▸ **Set problem**:
The listing below should be copied in full, word for word.

▸ **Entries shown**:
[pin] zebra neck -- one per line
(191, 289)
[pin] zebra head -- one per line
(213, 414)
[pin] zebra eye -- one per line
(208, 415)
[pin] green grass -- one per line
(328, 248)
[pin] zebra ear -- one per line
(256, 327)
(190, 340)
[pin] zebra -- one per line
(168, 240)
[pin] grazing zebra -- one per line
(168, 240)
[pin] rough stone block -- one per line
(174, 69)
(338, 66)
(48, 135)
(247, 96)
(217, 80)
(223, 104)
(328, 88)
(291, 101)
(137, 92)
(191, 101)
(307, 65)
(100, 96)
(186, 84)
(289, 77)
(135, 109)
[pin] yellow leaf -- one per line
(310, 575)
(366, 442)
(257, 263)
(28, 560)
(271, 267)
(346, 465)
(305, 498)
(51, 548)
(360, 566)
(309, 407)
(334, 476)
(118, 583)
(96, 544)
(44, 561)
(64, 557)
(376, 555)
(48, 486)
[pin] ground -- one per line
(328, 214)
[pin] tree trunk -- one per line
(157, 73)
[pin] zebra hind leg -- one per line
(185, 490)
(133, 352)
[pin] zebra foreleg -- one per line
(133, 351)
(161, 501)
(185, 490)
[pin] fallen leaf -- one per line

▸ **Response for this exercise**:
[pin] zebra neck -- one per line
(191, 289)
[pin] zebra head -- one per line
(213, 414)
[pin] zebra eye -- one per line
(208, 415)
[pin] green grass -- one per line
(328, 248)
[pin] zebra ear -- one per line
(256, 327)
(190, 340)
[pin] zebra -- one per line
(168, 240)
[pin] grazing zebra -- one per line
(168, 240)
[pin] rough stone block -- one per line
(174, 69)
(338, 66)
(48, 135)
(247, 96)
(217, 80)
(223, 104)
(328, 88)
(291, 101)
(137, 92)
(191, 101)
(307, 65)
(100, 96)
(186, 84)
(289, 77)
(135, 109)
[pin] yellow leaf -- one per line
(310, 575)
(366, 442)
(257, 263)
(28, 560)
(271, 267)
(346, 465)
(305, 498)
(51, 548)
(360, 566)
(309, 407)
(334, 476)
(118, 583)
(96, 544)
(44, 561)
(64, 557)
(376, 555)
(48, 486)
[pin] ground -- one per line
(328, 214)
[pin] tree trunk -- one per line
(157, 73)
[pin] zebra hind leg -- one per line
(185, 490)
(133, 352)
[pin] zebra foreleg -- one per line
(133, 351)
(161, 501)
(185, 490)
[pin] fallen leaf -- one per line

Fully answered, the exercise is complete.